Source material:
+ + +
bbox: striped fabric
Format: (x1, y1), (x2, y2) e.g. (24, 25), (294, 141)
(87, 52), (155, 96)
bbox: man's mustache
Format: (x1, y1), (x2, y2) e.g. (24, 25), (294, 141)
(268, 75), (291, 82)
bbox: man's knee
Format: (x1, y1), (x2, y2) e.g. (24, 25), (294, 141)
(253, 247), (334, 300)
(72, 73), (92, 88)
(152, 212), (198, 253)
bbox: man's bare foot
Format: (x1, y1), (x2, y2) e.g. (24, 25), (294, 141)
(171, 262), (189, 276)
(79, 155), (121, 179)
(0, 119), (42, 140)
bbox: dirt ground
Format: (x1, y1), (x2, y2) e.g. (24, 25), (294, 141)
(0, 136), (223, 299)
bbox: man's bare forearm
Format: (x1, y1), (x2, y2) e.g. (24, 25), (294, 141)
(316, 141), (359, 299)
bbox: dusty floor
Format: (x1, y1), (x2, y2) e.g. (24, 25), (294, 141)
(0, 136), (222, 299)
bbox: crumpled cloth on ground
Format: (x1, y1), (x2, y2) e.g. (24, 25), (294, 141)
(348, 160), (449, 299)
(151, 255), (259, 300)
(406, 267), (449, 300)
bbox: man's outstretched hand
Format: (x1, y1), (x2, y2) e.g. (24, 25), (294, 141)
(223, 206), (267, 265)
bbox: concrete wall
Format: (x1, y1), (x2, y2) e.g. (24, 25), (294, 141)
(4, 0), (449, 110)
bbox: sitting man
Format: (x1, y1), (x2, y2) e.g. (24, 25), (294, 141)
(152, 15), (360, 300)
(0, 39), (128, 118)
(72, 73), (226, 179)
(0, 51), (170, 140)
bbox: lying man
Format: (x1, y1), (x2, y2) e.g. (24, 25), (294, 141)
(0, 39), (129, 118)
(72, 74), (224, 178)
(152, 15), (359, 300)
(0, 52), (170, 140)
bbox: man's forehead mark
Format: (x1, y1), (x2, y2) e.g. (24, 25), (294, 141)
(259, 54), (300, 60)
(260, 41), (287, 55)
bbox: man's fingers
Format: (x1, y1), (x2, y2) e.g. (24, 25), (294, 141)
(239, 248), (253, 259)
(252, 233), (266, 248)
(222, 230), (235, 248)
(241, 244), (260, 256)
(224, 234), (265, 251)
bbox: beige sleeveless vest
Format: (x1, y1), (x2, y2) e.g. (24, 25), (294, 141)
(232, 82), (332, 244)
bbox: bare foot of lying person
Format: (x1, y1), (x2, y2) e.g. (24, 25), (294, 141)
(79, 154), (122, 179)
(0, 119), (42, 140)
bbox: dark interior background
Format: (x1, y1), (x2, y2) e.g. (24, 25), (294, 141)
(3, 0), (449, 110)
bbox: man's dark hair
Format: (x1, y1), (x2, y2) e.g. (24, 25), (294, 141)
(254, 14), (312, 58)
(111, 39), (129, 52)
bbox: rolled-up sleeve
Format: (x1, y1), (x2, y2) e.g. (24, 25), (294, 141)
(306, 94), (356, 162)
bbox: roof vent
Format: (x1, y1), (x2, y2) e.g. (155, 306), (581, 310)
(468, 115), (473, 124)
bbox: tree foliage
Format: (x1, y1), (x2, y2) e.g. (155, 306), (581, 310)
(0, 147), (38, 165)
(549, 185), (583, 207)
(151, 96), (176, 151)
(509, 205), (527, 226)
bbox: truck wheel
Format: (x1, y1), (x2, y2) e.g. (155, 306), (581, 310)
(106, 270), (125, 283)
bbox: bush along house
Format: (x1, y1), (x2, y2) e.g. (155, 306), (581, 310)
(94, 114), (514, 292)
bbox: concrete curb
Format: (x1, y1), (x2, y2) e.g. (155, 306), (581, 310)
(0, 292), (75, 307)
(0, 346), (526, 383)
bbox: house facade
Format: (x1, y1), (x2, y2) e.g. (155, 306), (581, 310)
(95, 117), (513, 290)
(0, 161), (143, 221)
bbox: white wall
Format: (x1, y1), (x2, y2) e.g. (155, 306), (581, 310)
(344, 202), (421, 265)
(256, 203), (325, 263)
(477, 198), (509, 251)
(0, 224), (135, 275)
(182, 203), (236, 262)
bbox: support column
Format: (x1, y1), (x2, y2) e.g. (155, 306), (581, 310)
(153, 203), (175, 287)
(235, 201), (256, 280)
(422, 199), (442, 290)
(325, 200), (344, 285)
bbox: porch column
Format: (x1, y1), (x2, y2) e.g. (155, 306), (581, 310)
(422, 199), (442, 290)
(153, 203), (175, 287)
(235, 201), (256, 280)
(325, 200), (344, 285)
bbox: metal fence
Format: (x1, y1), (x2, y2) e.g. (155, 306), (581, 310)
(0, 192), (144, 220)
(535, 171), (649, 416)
+ + +
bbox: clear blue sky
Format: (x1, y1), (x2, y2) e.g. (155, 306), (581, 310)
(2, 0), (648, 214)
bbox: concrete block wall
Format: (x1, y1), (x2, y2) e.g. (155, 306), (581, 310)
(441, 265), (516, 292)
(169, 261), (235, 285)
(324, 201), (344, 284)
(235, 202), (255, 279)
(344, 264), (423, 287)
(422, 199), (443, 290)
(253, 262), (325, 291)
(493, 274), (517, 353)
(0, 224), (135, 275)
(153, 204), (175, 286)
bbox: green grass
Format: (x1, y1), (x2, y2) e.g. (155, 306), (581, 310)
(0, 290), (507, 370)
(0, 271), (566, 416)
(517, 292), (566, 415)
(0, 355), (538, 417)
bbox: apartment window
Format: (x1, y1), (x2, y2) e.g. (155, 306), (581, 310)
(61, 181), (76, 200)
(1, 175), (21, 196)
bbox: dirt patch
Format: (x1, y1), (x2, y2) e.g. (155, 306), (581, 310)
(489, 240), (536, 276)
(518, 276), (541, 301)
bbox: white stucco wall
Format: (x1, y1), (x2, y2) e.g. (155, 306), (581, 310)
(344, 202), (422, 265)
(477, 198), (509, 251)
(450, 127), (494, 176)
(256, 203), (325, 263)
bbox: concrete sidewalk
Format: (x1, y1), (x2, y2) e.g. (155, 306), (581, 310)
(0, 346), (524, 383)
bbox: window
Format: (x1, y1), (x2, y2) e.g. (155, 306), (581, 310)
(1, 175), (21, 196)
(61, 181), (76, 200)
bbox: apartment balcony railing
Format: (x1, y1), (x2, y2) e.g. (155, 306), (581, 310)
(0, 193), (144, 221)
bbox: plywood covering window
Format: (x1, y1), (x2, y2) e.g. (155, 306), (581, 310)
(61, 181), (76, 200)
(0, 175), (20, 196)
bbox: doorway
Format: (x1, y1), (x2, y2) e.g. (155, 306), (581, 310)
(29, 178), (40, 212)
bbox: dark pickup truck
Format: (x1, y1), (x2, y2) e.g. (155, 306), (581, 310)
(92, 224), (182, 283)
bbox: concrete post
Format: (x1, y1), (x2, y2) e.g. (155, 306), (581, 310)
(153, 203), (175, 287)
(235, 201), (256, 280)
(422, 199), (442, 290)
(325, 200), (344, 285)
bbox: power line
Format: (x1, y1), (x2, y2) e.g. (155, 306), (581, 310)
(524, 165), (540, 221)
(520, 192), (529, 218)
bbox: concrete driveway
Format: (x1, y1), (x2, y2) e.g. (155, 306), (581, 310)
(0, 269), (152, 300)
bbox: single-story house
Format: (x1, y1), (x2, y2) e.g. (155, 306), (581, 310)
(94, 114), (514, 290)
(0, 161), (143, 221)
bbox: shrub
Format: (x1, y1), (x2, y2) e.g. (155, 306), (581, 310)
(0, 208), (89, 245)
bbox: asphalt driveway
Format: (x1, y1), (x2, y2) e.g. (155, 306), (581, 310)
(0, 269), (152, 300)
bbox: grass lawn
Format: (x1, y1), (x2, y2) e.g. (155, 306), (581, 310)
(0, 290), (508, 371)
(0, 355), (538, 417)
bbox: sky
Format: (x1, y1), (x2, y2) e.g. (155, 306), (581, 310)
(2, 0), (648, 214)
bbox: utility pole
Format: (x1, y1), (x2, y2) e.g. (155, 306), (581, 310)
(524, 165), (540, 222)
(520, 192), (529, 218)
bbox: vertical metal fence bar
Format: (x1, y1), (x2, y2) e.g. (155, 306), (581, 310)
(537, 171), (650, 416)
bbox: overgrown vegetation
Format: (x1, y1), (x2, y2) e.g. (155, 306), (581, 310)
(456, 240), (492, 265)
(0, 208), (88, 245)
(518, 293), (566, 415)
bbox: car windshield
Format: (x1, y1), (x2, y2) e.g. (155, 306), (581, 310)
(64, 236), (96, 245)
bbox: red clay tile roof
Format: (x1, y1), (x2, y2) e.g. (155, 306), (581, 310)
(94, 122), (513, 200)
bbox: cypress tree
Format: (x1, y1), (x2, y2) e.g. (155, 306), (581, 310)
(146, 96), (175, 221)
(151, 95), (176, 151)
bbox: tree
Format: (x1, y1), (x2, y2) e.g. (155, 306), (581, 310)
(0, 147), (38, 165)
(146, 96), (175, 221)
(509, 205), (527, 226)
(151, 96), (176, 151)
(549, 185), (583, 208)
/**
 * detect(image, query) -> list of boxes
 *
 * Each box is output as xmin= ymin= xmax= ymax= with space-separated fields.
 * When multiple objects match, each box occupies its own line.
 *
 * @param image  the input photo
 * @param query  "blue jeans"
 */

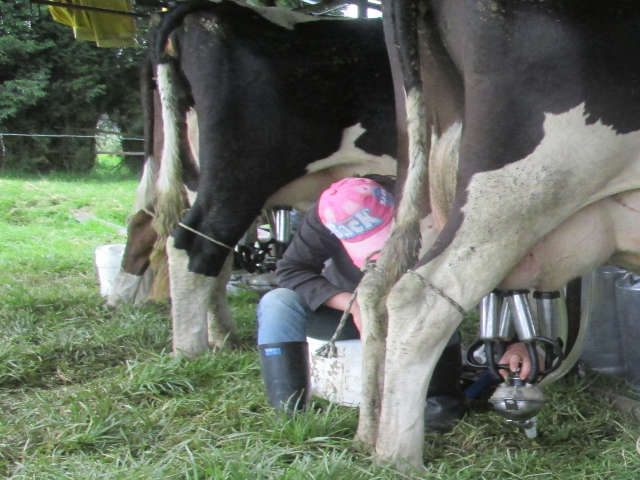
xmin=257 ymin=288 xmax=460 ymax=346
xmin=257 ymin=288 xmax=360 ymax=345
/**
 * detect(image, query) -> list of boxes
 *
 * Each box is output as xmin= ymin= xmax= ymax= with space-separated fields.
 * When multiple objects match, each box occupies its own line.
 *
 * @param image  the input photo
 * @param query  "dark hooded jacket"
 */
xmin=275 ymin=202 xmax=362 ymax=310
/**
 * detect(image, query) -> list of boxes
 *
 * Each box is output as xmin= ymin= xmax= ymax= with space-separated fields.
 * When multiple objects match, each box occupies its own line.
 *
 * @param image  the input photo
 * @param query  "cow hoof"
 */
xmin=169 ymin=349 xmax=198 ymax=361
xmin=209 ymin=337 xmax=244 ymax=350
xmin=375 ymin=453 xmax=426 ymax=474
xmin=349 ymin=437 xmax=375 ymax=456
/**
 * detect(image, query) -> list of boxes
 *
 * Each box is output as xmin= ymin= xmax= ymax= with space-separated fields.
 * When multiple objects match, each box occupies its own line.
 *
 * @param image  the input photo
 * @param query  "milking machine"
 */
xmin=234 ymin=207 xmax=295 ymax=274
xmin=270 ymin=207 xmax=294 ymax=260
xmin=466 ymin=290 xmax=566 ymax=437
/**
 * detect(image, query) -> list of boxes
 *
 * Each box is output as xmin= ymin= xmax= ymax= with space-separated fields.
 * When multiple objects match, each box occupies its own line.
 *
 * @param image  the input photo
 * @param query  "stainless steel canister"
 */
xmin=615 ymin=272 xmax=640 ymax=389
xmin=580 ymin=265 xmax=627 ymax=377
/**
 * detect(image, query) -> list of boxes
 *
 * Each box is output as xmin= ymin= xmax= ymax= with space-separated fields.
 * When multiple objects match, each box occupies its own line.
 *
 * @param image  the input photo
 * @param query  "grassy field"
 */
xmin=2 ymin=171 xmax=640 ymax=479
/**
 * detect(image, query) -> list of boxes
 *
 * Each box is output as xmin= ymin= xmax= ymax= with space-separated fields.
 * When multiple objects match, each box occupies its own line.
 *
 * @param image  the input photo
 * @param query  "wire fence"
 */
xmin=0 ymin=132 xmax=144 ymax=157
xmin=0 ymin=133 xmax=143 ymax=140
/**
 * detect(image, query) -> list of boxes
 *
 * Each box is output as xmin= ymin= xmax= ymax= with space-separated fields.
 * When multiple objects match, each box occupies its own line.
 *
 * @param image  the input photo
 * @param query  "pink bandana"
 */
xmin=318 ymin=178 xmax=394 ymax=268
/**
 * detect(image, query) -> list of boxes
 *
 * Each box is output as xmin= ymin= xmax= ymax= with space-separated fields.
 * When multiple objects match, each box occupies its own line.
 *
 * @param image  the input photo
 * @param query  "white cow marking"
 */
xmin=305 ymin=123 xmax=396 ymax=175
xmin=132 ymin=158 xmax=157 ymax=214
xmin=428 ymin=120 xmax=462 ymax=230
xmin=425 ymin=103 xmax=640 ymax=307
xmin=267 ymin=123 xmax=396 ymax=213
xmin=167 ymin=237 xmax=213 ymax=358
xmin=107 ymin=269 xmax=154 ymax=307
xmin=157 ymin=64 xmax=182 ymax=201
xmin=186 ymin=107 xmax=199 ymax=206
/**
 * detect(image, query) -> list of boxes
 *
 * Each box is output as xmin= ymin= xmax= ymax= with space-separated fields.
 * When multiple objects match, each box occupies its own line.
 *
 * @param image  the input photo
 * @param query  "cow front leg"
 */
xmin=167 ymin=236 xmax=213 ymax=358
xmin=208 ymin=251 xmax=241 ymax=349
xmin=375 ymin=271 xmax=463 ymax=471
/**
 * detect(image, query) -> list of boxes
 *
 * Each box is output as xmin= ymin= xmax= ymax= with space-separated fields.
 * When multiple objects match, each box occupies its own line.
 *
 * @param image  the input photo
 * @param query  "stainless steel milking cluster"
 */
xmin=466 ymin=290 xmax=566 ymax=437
+ + +
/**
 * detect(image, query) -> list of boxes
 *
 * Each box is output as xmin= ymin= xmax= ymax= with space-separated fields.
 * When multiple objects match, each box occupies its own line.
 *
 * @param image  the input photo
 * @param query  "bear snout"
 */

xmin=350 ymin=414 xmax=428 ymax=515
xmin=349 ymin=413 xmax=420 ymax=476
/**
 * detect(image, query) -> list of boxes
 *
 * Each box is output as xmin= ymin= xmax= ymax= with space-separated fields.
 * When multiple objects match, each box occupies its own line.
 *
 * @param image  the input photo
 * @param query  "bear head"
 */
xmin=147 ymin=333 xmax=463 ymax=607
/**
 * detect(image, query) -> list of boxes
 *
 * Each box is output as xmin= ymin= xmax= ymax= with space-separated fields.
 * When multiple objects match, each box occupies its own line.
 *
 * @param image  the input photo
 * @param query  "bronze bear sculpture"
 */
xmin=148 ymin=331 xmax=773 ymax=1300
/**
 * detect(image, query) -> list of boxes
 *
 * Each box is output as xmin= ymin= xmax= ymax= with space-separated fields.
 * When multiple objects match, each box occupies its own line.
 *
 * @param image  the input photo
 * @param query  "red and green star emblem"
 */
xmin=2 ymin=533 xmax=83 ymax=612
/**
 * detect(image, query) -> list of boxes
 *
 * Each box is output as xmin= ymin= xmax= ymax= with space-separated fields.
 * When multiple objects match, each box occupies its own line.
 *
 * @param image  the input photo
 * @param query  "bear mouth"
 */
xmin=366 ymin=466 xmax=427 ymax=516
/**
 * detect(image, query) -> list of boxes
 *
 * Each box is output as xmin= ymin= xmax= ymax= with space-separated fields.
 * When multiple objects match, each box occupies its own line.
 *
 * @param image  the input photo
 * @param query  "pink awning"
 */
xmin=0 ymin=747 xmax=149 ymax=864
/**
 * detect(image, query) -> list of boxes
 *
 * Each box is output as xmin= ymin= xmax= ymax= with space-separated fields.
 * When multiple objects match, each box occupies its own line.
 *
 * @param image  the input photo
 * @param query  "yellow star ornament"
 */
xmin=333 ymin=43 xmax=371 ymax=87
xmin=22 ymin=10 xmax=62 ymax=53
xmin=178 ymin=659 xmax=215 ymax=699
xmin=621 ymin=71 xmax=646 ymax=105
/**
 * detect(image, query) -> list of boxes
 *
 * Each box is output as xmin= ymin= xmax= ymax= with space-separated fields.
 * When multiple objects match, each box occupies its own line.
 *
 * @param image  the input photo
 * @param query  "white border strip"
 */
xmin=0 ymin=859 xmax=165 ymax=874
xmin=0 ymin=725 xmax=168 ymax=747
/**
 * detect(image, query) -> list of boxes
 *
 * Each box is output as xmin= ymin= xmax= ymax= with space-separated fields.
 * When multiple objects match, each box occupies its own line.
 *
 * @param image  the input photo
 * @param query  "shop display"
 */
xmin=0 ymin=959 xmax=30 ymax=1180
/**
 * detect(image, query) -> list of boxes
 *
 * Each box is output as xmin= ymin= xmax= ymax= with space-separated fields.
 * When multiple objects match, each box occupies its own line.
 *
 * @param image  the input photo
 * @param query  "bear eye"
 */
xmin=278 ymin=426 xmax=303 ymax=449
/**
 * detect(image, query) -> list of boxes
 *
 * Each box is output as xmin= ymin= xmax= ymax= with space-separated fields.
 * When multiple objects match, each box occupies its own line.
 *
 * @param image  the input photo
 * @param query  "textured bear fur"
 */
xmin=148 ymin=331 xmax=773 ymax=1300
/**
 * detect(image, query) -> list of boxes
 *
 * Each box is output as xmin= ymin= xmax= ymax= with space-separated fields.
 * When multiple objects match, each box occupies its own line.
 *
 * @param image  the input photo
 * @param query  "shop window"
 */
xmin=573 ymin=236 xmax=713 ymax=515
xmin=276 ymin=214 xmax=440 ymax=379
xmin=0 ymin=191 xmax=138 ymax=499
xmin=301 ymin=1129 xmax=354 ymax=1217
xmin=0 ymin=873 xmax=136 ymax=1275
+ + +
Task to carry out: Look through the material for "house". Copy each line that has it.

Exercise answer:
bbox: bush along house
bbox: house facade
bbox: single-story house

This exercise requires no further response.